#### Challenge
Please copy out the stretch of material from the line containing "plant on shelf by giving the bounding box." through the end of the material, changing "shelf" to "ledge" and keeping everything else unchanged. Return only those lines.

#### Information shown
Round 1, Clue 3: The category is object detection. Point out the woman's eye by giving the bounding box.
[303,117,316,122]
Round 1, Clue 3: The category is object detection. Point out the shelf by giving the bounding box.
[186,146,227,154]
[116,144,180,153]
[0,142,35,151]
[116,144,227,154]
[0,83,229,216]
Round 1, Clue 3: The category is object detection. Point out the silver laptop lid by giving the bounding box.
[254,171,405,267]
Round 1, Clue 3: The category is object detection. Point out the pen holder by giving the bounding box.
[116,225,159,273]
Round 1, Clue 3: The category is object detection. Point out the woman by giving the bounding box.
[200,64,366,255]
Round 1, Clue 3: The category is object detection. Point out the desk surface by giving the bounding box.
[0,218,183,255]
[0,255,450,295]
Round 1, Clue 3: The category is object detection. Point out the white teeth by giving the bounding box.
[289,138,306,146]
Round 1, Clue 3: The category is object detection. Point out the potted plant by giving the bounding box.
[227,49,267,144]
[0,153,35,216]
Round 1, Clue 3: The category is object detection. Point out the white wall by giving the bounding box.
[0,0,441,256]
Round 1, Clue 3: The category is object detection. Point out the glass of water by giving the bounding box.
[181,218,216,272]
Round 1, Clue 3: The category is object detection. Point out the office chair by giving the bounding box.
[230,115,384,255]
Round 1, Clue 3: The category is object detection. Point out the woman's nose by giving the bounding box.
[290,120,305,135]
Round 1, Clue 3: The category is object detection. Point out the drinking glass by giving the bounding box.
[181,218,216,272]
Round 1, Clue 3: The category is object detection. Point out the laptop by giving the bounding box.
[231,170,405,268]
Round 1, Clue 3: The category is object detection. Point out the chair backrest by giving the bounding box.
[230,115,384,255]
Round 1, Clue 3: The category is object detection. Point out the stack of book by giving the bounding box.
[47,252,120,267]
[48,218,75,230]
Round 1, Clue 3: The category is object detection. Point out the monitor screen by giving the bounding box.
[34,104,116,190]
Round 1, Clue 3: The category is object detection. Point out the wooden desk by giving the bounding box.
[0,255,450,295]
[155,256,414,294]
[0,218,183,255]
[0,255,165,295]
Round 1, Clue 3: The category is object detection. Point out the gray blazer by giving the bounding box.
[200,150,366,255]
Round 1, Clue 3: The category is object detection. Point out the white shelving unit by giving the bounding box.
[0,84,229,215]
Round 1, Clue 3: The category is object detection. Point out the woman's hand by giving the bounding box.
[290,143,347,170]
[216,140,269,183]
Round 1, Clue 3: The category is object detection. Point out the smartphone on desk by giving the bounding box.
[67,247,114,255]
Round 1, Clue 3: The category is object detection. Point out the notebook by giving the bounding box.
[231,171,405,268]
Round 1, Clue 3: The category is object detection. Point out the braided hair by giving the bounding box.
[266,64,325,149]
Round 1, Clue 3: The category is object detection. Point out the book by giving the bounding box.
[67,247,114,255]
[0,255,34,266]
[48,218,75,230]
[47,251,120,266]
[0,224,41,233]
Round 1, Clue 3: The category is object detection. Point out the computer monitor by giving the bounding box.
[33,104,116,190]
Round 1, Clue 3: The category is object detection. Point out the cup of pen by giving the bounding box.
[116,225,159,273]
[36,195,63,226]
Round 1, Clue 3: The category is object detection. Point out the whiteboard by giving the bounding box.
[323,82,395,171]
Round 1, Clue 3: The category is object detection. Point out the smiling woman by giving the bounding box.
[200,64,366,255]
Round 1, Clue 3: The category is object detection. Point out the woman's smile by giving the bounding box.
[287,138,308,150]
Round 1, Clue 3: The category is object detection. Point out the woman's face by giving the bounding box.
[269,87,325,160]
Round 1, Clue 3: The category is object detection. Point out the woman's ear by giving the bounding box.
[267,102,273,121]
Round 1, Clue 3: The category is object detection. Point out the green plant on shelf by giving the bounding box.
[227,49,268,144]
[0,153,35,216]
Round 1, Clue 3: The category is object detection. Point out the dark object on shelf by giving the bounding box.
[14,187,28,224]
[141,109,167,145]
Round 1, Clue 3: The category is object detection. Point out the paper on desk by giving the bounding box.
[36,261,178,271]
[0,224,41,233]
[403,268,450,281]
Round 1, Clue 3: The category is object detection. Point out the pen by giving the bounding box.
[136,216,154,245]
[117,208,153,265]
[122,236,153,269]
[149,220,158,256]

#### Written response
Round 1, Clue 3: The category is object detection. Point out the green plant on ledge by giving the bounding box.
[227,49,268,144]
[0,153,35,216]
Round 1, Clue 3: The category is object detection. Point out the dark object on ledge by giving the bounding box.
[14,187,28,224]
[141,109,167,145]
Round 1, Clue 3: The category is object detection. Point out the paper on desk by giving the bounding box.
[36,261,178,271]
[0,224,41,233]
[403,268,450,281]
Round 1, Clue 3: The category is object detection. Point out the pen by giving the bounding box.
[136,216,154,245]
[117,208,153,265]
[122,236,153,269]
[149,220,158,256]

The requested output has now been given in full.